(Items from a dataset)
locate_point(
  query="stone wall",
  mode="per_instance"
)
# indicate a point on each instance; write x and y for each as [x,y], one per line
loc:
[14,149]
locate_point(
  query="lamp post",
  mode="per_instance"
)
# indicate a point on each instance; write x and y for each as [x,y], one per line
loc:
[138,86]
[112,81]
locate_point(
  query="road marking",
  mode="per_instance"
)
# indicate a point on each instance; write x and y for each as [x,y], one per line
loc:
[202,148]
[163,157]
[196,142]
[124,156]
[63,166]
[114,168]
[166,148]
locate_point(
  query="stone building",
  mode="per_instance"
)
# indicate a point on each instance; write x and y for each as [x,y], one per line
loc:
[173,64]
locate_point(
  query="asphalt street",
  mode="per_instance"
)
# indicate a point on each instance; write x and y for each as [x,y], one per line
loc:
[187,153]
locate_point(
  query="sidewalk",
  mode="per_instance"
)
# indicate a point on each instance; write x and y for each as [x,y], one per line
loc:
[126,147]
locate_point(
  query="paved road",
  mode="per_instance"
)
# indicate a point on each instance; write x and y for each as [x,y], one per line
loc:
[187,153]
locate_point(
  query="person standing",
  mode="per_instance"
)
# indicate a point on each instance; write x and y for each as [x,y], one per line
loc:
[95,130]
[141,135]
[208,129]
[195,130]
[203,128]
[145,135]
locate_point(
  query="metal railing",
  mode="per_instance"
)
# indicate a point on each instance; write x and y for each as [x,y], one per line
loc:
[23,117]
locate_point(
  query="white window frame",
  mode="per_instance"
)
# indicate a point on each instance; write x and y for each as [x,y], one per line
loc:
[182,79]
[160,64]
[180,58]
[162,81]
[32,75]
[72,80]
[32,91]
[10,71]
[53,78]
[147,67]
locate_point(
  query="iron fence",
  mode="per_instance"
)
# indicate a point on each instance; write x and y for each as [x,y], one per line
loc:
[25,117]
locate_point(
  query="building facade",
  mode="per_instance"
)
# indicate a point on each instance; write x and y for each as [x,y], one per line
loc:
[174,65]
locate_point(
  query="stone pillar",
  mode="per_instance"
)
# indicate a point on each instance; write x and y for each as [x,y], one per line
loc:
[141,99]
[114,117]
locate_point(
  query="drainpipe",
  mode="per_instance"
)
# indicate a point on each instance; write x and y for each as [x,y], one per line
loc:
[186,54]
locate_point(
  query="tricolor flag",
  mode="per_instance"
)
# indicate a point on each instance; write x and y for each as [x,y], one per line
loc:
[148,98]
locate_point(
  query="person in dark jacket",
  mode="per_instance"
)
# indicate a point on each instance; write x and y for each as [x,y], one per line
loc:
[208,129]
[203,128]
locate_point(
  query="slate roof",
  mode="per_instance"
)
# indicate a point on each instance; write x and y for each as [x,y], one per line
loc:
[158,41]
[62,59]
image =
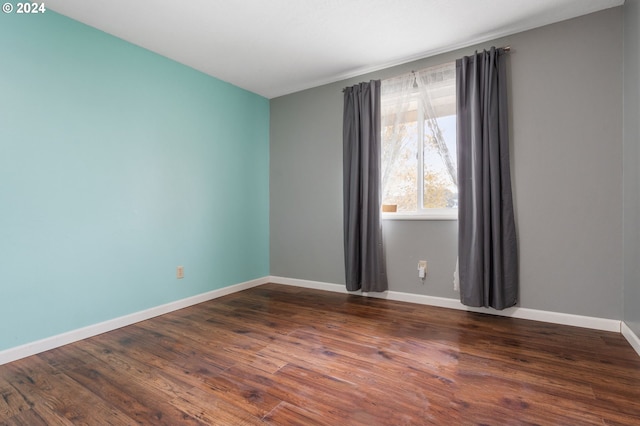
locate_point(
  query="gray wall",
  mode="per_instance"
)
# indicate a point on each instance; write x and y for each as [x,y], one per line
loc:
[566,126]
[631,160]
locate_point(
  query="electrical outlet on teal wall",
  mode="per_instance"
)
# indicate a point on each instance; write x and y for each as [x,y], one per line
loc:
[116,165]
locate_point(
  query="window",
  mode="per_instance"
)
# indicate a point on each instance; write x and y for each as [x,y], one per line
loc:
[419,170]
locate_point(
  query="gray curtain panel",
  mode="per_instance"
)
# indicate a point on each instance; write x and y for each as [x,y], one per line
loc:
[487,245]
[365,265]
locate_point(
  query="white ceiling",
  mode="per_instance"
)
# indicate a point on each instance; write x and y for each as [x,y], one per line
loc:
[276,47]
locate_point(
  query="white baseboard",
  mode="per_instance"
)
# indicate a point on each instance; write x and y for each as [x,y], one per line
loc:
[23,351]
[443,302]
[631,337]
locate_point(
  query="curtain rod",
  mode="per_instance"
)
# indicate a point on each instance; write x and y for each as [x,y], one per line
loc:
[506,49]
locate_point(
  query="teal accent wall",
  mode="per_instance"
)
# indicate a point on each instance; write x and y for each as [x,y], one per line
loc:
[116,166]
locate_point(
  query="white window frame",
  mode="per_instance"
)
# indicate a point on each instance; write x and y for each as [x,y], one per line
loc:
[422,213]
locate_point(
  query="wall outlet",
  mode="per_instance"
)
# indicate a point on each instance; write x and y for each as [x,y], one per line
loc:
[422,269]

● Exercise description
Write the records out once more, exactly as they appear, with no pictures.

● Solution below
locate_point(
  query="stone wall",
  mode="per_instance"
)
# indicate a point on each instance; write x and y for each as [x,y], one per line
loc:
[14,149]
locate_point(
  query="lamp post",
  mode="per_instance"
)
# indicate a point on each instance; write x and y for each as [x,y], one per line
loc:
[138,86]
[112,81]
locate_point(
  query="road marking",
  mode="per_instance"
)
# indicate a point on each instance; write x and y for each as [x,y], one per line
loc:
[202,148]
[163,157]
[196,142]
[124,156]
[63,166]
[114,168]
[166,148]
locate_point(
  query="stone building",
  mode="per_instance"
)
# indicate a point on each instance; write x and y for each as [x,y], one per line
loc:
[173,64]
locate_point(
  query="asphalt street",
  mode="per_instance"
)
# indicate a point on each instance; write x and y for each as [x,y], one per line
loc:
[187,153]
locate_point(
  query="sidewalk",
  mode="per_instance"
)
# indicate a point on each instance; write x and y for each as [x,y], one per line
loc:
[126,147]
locate_point(
  query="paved road",
  mode="per_instance"
)
# indicate a point on each instance; write x and y for each as [x,y], one per line
loc:
[187,153]
locate_point(
  query="person standing",
  mode="per_instance"
)
# indicate a point on each instance; write x and y for each as [x,y], one per line
loc:
[95,130]
[141,135]
[208,129]
[195,130]
[203,128]
[145,135]
locate_point(
  query="metal railing",
  mode="per_instance"
)
# indicate a point on each instance; write x and y for each as [x,y], one per line
loc:
[23,117]
locate_point(
  query="white window frame",
  mode="per_instance"
)
# indicate a point on each instance; write x and y for each as [x,y], one per line
loc:
[182,79]
[160,64]
[180,58]
[162,81]
[32,75]
[72,80]
[32,91]
[10,71]
[53,78]
[147,67]
locate_point(
  query="iron fence",
  mode="per_instance"
)
# indicate a point on each instance; write x and y for each as [x,y], one per line
loc:
[25,117]
locate_point(
  query="building facade",
  mode="per_instance"
)
# indicate a point on each instance; write x and y for each as [x,y], one per line
loc:
[174,65]
locate_point(
  query="stone pillar",
  mode="per_instance"
)
# indicate a point on each instance; write x and y for each as [x,y], one per line
loc:
[141,99]
[114,117]
locate_point(
  query="drainpipe",
  mode="per_instance"
)
# indicate a point on each instance; write x and y for each as [x,y], one per line
loc:
[186,54]
locate_point(
  query="tricolor flag",
  mode="per_instance"
)
# indicate a point on each instance; write x and y for each as [x,y], one per line
loc:
[148,98]
locate_point(
  query="person in dark jacket",
  mode="per_instance"
)
# indicate a point on each instance; write x and y for each as [x,y], one per line
loc:
[208,129]
[203,128]
locate_point(
  query="slate roof",
  mode="per_instance"
)
# indicate a point on each instance; write x and y for each as [x,y], one per line
loc:
[158,41]
[62,59]
image =
locate_point(
  query="gray wall",
  mode="per_instance"
)
# indicate a point on each instance; write x and y for each as [x,y], one per line
loc:
[566,126]
[631,160]
locate_point(
  query="electrical outlet on teal wall",
  mode="per_instance"
)
# indicate a point on each instance; write x and y for each as [x,y], one per line
loc:
[116,165]
locate_point(
  query="window",
  mode="per_instance"
)
# indicate a point on each instance; write x and y for each as [x,y], one per line
loc:
[419,170]
locate_point(
  query="gray curtain panel",
  mode="per_instance"
)
# indicate a point on each instance; write x and y for each as [x,y], one per line
loc:
[487,245]
[365,265]
locate_point(
  query="white ceiling",
  mode="per_instance"
)
# indicate a point on each instance; write x and y for each as [x,y], one per line
loc:
[276,47]
locate_point(
  query="white baseboard",
  mode="per_instance"
)
# indicate a point on each instance; write x and y for each as [x,y], one per line
loc:
[23,351]
[443,302]
[631,337]
locate_point(
  query="curtain rod",
  mode="per_instance"
)
# indicate a point on each instance; write x and y for each as [x,y], one per line
loc:
[506,49]
locate_point(
  query="teal accent wall",
  mode="per_instance"
)
# indicate a point on each instance; write x and y for each as [x,y], one per line
loc:
[116,166]
locate_point(
  query="white window frame",
  mode="per_instance"
)
# indicate a point on each instance; write x and y for each as [x,y], one per line
loc:
[422,213]
locate_point(
  query="wall outlet",
  mode="per_instance"
)
# indicate a point on each instance; write x and y for each as [x,y], one per line
loc:
[422,269]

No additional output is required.